§ **Supplied material**
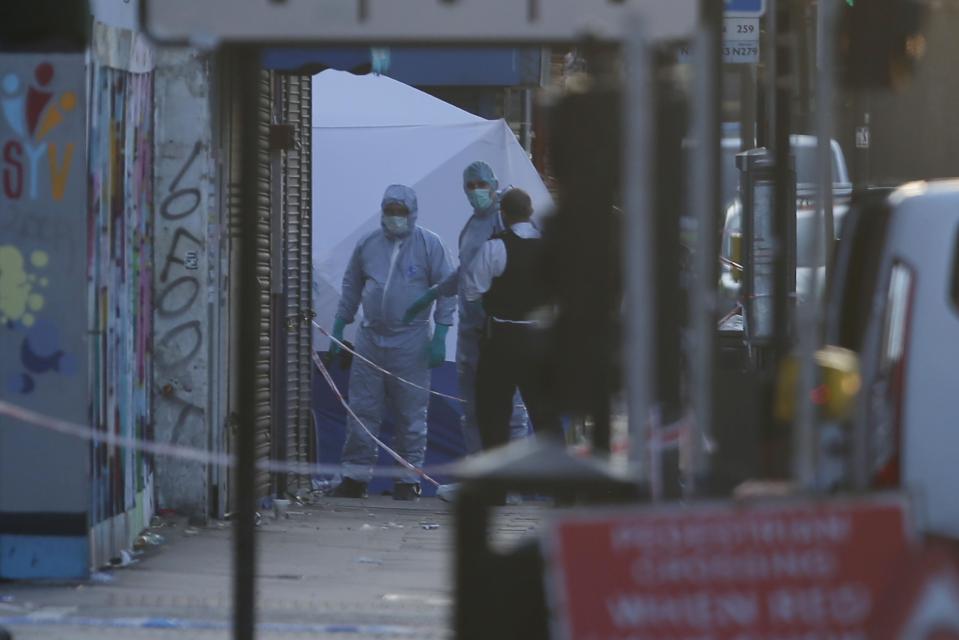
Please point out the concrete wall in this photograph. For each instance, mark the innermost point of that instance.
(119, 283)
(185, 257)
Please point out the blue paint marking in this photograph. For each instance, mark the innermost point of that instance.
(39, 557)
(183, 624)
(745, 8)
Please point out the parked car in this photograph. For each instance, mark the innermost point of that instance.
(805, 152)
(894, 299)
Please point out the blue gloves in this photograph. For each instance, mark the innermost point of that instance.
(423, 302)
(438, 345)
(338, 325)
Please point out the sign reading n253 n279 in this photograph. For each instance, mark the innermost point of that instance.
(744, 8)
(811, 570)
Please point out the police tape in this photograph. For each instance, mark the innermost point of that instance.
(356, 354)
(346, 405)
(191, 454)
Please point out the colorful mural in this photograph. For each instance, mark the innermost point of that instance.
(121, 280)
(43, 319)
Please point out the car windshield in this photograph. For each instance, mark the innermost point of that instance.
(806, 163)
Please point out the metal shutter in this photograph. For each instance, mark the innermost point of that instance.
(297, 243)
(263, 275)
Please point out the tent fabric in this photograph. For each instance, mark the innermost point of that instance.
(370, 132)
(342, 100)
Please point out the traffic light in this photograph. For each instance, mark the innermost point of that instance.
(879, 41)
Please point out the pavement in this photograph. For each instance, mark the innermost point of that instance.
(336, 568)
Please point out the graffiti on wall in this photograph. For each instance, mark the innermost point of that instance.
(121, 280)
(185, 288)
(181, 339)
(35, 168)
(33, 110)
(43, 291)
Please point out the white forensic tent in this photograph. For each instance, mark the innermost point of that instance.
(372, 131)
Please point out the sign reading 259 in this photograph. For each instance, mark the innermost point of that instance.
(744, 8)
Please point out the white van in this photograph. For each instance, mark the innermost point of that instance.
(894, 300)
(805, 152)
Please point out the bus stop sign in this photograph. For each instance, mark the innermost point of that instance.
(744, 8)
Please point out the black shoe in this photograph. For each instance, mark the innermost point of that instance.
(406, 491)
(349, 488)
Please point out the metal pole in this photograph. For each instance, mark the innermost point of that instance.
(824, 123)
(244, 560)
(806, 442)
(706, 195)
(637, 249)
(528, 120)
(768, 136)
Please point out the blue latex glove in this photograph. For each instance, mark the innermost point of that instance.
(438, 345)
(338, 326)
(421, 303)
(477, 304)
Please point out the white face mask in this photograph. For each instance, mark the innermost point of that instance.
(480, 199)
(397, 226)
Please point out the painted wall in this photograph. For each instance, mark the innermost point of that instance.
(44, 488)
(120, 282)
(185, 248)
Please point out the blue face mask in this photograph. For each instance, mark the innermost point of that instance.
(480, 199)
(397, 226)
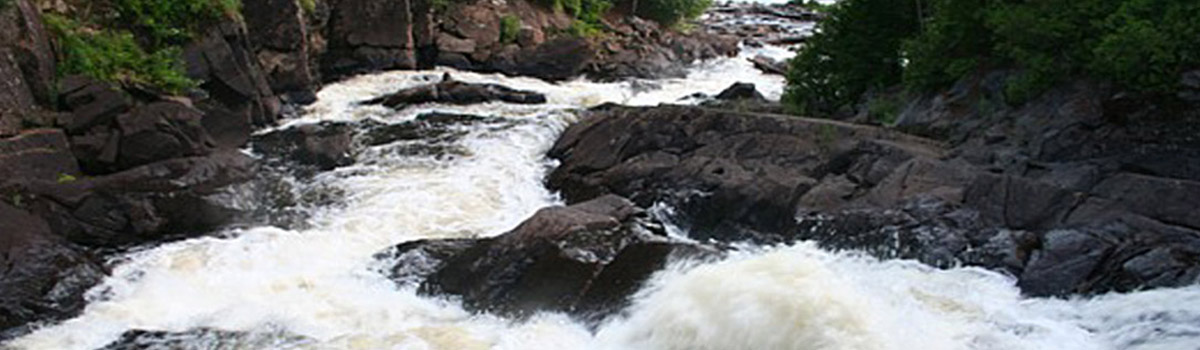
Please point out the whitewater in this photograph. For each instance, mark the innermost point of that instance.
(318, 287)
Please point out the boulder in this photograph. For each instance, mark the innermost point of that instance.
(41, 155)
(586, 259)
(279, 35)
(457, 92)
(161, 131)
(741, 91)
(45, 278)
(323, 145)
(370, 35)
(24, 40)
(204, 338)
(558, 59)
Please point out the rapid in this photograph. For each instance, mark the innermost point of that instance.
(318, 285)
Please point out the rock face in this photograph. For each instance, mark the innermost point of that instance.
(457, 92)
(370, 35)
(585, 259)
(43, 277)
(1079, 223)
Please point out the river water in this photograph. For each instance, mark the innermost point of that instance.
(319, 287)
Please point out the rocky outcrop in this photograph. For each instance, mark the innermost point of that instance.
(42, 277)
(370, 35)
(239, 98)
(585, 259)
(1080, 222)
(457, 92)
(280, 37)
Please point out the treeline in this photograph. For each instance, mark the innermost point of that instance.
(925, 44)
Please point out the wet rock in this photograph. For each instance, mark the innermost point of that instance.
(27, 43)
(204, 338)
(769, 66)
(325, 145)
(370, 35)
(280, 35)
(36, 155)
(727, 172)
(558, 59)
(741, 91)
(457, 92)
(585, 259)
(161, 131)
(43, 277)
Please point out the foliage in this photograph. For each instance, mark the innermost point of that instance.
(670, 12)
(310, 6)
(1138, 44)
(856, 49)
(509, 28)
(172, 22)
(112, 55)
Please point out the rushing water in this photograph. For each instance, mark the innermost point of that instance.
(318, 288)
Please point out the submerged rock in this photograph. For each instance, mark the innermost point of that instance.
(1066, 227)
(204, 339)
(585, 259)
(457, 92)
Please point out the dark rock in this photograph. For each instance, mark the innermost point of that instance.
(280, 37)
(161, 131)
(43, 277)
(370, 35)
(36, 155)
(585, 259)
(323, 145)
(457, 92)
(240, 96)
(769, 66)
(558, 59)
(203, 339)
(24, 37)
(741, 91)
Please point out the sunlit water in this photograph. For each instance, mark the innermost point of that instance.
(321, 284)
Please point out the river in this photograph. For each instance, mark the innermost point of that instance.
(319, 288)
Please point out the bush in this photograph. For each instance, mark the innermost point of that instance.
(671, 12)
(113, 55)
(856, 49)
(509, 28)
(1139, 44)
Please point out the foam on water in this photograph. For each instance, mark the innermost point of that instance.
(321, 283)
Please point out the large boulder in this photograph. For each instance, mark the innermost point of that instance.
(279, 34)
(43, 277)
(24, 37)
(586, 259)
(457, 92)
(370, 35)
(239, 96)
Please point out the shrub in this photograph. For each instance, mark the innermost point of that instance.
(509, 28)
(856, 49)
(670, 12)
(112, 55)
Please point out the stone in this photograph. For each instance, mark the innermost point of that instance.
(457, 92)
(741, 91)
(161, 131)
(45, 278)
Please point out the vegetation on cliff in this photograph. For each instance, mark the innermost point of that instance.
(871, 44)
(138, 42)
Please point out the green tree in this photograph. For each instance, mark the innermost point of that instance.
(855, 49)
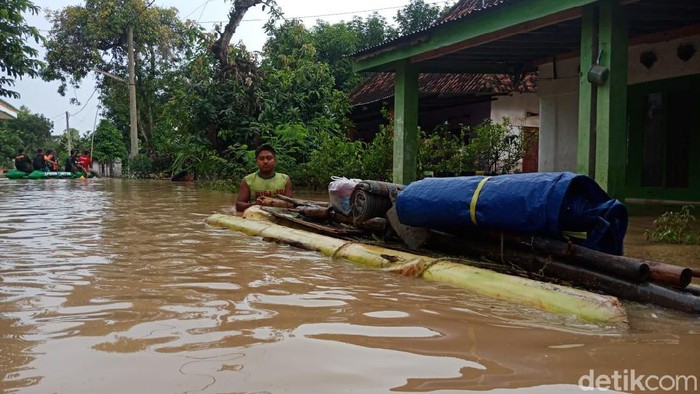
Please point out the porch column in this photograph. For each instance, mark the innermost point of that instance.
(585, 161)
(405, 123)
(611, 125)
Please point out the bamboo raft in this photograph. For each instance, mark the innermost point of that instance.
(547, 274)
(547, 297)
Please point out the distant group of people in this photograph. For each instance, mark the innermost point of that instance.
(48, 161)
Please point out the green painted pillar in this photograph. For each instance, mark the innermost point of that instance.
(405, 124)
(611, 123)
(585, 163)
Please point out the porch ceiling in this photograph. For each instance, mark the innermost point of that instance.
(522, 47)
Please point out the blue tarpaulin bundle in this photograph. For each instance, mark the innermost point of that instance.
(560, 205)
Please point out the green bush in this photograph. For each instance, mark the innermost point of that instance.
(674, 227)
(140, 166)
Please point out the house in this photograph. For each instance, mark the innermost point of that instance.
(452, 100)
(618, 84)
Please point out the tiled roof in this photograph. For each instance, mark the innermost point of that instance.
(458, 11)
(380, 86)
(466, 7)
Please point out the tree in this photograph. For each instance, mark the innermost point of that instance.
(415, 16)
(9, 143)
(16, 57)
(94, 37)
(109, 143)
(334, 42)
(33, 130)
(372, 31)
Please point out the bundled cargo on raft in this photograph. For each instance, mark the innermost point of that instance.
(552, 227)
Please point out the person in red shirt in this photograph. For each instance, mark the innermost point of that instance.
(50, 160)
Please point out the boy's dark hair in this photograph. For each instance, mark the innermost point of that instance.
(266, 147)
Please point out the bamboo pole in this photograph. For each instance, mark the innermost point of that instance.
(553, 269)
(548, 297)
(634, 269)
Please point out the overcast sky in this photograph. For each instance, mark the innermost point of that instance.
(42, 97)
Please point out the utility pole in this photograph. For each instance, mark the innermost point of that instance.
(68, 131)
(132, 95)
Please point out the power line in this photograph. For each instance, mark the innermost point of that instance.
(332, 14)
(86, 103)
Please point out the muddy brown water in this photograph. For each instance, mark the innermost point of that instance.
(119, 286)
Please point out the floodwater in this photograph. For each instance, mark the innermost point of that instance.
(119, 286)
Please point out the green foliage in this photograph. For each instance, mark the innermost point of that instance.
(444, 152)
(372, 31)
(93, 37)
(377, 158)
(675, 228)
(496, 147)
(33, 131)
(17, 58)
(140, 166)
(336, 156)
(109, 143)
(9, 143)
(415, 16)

§ **Work to complete**
Please restate word for word the lines of the material above, beginning with the one that holds "Please point out the power" and ending with the last.

§ **Response for this exercise**
Please point out the power line in this photograph. For each instance, mark the innermost point of that instance.
(332, 14)
(86, 103)
Please point out the muddy brown water in this photograph. For each instance, mark the innermost point of that instance.
(119, 286)
Please point out the floodwater in this photograph. For each instance, mark the innermost point of that instance.
(119, 286)
Please point out the green foliage in this photograph. For each instance, mark the innermost point of that instance.
(444, 152)
(372, 31)
(93, 37)
(377, 158)
(675, 228)
(496, 147)
(33, 131)
(17, 58)
(140, 166)
(336, 156)
(109, 143)
(9, 143)
(415, 16)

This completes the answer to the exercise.